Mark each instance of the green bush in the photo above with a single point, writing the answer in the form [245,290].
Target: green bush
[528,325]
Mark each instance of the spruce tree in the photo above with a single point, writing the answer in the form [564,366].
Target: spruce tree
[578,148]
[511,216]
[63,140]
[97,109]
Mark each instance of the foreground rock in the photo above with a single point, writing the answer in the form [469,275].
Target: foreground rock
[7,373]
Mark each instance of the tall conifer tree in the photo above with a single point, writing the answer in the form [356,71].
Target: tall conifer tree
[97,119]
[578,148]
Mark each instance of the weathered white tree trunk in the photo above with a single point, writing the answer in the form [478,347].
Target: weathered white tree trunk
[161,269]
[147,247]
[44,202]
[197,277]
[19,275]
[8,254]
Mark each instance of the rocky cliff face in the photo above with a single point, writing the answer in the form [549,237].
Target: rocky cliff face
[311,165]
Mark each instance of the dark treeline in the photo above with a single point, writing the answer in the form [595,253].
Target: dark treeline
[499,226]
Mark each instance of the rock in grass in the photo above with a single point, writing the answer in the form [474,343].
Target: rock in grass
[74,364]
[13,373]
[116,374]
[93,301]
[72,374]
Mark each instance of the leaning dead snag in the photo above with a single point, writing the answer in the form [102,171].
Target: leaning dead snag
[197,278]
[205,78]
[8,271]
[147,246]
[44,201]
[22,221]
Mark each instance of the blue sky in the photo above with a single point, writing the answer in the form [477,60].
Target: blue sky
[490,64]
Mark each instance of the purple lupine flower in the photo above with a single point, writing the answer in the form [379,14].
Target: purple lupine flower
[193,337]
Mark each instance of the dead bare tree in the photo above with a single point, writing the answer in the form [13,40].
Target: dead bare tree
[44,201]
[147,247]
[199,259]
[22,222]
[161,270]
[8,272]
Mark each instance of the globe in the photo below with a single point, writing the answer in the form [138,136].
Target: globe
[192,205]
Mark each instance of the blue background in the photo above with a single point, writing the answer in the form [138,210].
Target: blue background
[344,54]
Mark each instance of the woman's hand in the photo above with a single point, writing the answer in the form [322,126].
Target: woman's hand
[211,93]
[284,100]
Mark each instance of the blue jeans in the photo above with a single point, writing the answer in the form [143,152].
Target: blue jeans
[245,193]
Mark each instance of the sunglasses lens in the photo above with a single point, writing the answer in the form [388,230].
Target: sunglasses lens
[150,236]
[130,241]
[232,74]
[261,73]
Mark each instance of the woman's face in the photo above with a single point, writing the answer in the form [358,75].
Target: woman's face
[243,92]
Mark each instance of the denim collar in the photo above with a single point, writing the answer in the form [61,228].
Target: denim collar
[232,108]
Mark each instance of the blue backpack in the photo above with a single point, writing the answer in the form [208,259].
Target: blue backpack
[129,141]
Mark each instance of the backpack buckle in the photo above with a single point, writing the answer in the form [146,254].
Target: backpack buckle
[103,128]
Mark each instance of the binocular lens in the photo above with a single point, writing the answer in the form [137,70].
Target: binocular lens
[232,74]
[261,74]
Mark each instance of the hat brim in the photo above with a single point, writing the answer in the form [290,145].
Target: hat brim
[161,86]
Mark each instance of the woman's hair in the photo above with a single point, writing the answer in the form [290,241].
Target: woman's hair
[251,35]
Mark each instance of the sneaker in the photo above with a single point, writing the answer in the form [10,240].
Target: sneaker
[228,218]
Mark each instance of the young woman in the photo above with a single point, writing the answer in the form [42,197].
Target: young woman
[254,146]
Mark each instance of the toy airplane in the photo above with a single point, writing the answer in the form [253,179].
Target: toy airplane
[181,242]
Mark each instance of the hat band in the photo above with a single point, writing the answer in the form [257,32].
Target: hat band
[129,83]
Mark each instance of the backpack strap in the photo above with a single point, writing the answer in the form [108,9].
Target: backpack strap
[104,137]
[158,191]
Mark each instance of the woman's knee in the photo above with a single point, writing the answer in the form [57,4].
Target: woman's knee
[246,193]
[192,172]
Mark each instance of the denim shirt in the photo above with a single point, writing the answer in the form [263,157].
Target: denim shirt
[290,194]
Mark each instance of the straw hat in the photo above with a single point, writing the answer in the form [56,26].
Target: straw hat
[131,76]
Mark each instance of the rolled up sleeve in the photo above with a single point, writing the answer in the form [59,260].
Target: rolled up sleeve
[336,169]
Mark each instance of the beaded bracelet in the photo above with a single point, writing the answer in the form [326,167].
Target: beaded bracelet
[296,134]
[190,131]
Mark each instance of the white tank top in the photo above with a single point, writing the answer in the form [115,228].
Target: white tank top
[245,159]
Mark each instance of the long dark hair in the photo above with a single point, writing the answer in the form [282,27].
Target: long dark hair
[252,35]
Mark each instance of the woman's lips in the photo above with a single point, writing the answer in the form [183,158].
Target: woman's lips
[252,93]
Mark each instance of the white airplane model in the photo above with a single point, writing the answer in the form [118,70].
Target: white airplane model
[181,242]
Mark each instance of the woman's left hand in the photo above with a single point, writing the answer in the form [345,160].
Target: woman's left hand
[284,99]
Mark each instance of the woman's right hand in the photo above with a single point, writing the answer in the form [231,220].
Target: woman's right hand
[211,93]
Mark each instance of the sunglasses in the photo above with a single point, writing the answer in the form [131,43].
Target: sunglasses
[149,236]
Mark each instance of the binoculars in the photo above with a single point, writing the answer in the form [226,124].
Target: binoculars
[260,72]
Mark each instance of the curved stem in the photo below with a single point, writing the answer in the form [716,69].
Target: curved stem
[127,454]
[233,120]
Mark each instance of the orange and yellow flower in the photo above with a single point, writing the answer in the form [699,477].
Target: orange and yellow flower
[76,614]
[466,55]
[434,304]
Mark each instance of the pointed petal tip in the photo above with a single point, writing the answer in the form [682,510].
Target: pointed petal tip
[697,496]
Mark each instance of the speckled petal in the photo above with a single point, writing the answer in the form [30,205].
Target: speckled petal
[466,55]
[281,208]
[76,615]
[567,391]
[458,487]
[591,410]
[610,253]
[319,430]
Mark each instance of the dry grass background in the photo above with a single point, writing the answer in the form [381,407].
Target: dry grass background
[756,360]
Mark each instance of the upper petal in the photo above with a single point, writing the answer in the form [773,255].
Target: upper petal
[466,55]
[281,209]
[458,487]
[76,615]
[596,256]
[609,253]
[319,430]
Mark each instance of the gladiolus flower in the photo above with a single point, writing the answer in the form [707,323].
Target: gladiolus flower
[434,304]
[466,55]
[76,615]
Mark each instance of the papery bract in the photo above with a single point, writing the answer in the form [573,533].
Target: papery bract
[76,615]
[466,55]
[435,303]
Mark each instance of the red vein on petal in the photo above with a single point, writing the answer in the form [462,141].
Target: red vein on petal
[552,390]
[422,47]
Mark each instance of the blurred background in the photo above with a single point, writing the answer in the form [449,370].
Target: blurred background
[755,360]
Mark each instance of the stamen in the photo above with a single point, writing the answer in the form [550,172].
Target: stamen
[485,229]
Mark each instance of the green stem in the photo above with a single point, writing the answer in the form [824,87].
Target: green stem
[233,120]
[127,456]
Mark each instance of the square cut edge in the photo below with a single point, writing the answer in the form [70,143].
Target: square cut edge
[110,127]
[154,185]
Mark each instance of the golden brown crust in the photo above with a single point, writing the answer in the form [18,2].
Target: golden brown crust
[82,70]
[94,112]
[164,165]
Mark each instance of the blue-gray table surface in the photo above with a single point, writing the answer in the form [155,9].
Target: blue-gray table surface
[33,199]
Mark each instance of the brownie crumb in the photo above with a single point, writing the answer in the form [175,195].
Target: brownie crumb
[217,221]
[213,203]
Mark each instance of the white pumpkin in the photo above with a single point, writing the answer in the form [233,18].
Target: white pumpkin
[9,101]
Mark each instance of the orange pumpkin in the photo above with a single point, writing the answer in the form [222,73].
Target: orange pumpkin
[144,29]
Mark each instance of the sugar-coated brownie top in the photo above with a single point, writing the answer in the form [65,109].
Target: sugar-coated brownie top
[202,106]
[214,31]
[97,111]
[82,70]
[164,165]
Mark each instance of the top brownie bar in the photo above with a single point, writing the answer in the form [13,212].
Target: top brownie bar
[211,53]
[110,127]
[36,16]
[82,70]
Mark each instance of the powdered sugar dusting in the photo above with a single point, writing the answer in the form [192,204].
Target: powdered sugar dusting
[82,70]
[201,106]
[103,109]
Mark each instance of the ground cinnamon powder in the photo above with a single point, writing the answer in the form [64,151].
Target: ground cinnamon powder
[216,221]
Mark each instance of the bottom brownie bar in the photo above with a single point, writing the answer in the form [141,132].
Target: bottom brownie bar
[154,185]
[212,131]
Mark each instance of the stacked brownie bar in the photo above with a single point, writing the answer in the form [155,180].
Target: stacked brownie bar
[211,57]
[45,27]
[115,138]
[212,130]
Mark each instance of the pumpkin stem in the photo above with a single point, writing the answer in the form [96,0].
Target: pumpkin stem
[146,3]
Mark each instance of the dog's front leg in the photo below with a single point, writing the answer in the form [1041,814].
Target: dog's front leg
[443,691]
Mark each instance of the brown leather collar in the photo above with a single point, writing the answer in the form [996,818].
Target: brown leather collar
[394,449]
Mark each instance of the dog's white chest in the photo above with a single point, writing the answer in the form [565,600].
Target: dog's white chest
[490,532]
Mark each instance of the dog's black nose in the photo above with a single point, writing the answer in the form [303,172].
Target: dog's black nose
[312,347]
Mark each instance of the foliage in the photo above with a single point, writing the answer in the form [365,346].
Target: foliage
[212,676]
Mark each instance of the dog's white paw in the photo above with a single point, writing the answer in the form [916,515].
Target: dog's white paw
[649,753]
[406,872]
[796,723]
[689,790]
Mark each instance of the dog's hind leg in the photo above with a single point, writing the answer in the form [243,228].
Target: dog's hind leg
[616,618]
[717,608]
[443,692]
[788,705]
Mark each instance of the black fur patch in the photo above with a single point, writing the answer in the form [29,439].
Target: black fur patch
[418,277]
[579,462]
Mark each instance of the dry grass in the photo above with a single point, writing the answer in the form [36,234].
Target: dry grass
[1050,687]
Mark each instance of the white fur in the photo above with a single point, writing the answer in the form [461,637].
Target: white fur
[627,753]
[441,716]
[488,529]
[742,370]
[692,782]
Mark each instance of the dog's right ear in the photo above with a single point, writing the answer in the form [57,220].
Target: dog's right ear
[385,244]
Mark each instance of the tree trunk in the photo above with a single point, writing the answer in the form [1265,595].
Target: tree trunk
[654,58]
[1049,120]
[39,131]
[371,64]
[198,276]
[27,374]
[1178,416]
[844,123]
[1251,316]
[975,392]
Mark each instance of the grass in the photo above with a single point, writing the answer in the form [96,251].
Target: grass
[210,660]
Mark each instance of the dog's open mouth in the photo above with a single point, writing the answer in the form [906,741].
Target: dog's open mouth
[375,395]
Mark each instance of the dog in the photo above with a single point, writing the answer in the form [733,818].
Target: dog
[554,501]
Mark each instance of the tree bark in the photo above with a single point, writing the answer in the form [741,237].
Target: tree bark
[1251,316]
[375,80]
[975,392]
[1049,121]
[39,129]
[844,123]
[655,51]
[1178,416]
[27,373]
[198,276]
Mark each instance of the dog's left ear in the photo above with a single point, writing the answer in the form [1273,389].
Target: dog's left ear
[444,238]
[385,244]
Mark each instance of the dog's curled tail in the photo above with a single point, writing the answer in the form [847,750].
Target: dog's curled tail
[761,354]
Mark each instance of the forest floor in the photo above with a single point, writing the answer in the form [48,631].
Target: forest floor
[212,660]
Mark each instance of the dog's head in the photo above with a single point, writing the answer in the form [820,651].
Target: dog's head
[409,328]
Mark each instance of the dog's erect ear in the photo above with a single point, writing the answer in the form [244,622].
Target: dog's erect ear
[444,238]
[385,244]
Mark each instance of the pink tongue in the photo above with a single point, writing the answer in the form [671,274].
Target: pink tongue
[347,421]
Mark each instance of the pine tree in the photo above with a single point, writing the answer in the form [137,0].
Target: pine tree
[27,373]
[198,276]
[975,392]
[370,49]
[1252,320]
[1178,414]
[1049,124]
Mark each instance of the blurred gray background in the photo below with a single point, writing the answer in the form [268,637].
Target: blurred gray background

What to do.
Only the lines from the one containing "Mark each instance of the tree trunk" through the end of the material should be reproduced, exactly, with both ends included.

Response.
Mark each instance of the tree trunk in the photo above with a single point, writing the answer in the form [1265,595].
Target: tree trunk
[654,58]
[1049,120]
[39,131]
[371,64]
[198,276]
[27,374]
[1178,416]
[844,123]
[1251,316]
[975,392]
Mark each instance of the grass in the photo above with a single point, writing the answer in the form [96,251].
Target: grass
[210,660]
Mark each instance of the dog's open mouth in the photo above with a single point, writing the answer in the form [906,741].
Target: dog's open mouth
[375,395]
Mark each instance of the dog in the photo above with a single point, writing the answer in the form [733,818].
Target: dog
[554,501]
Mark each instance of the tree bark in the photo above with a single point, writing the answer in the form [741,237].
Target: tree bark
[1251,316]
[375,80]
[975,392]
[1049,121]
[39,129]
[844,123]
[655,51]
[1178,416]
[27,373]
[198,276]
Mark each instance of the dog's left ear in the photo above with a single point, writing the answer in the form [1273,389].
Target: dog's left ear
[444,238]
[385,244]
Mark each instance of the dog's curled tail in the photo above with a single point, writing the answer in the form [847,750].
Target: dog's curled tail
[761,354]
Mark each instance of the forest floor in the photo above with a single point, writing the answer in the form [48,631].
Target: forest floor
[212,660]
Mark each instance of the dog's head in the photo above with a single point, writing the answer in the form [820,651].
Target: dog's head
[409,328]
Mark each instance of the dog's erect ear in the photo above with a single point, writing the answer in the form [244,622].
Target: dog's erect ear
[444,238]
[385,244]
Mark each instance of the pink tongue in the photo above with a single point, writing the answer in the form [671,274].
Target: pink tongue
[347,421]
Mark each instance of the pine tree in the photo above with a single point, writing the answer in the form [137,0].
Target: pine tree
[27,373]
[198,276]
[975,392]
[370,49]
[1252,320]
[1178,414]
[1049,124]
Mark each instance of the blurred gray background in the photo below with a single point, writing the answer in the form [268,637].
Target: blurred gray background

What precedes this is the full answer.